STATED EXERCISE 1
Extract every line of the records below that contains the word "tree", copying each such line in full.

PAGE
A Comparison of Automated Accessibility Testing Tools
TPGi’s accessibility resource center – ARC Platform provides the tools and resources to execute every area of an accessibility program.
To evaluate which automated accessibility tool works best for your team, there’s so many factors to consider that it’s difficult to know how to compare the tools.
First Principles is a way of thinking which is to reduce a question to its most basic and fundamental assumption. Keep asking why and going deeper till you reach the most basic assumption that everything else rests upon.
When an automated accessibility tool is reduced to its most basic state, the tool rests upon its set of accessibility rules, collectively known as its rules engine – as its powers automated accessibility testing.
Fundamentally, a rules engine (and the rules engine’s authors) is making decisions about what elements to identify as WCAG violations and to bring to the attention of testers and engineers.
These decisions deeply impact organizations, in how they approach accessibility testing, where they devote development resources, and above all, in the user experience they provide for disabled people.

STATED EXERCISE 2
Resume the article on automated accessibility testing tools above, writing on from its final sentence.

EXCERPTED DATA
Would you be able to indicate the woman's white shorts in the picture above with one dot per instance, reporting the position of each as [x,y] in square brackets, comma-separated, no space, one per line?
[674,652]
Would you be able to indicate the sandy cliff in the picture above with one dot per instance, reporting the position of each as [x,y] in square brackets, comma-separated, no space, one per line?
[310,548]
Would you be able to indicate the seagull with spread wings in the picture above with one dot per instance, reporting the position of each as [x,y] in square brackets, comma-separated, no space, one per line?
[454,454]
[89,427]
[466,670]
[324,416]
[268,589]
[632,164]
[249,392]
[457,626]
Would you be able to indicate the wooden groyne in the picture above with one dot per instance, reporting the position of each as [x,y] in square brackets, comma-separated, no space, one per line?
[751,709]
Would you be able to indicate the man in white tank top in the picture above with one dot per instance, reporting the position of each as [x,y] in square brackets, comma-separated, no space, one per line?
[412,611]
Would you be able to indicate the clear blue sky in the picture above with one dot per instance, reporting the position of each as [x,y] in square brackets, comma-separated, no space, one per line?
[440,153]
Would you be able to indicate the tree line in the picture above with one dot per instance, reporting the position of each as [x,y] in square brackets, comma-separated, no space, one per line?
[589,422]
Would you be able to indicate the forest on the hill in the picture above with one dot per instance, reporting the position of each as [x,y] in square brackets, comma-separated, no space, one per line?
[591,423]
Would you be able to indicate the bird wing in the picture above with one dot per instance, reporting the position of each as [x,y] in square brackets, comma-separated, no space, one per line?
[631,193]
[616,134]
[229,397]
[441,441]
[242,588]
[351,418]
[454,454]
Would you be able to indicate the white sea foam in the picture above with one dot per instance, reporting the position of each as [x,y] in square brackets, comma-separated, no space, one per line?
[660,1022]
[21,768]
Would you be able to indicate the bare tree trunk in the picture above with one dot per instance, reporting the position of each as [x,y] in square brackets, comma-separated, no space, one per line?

TASK ANSWER 1
Would you be able to indicate the tree line in the picture above with one dot per instance, reporting the position of each as [x,y] in square brackets, comma-separated, no space, one per line?
Would you be able to indicate the bare tree trunk in the picture above with one dot per instance, reporting the position of each as [x,y] in square brackets, comma-separated, no space, one per line?

TASK ANSWER 2
ARC Monitoring is notable for providing two rules engines to use, ARC Rules and Axe. And potentially, a third one as ARC users may use their own custom rules engine.
To test content and view results from TPGi’s own rules engine, ARC Rules, use:
- Free Chrome extension (ARC Toolkit): Run tests on the content currently open in your browser and visually inspect ARC’s results. Easily scan pages which require authentication, specific points in a user journey – for example, after you’ve opened a dialog, or local file URLs.
- Web API: Run tests from the command line via shell scripts. Slice and dice ARC Rules’ results for custom reports or for export to your preferred bug tracker.
- Node SDK: Integrate ARC Rules into your CI/CD build processes without having to call ARC’s servers outside your network.
- Web platform (ARC Monitoring): Automate accessibility monitoring for domains and key user journeys and track progress over time, with access to all the ARC Platform’s tools and resources.
When used in ARC Monitoring, ARC Rules and Axe overlap in the results they return, but they have different philosophies, and in practice, have had different outcomes for organizations.
Before reviewing the difference in outcomes, let’s examine each rules engine.
Axe is built from the open-source API, officially known as Axe-core. Axe is driven by its philosophy and marketing pitch, promising “no false positives”, which means no mistaken accessibility issues. To be consistent with this philosophy, when using Axe, ARC Monitoring reports only Errors – only the issues that Axe identifies as automatic WCAG failures.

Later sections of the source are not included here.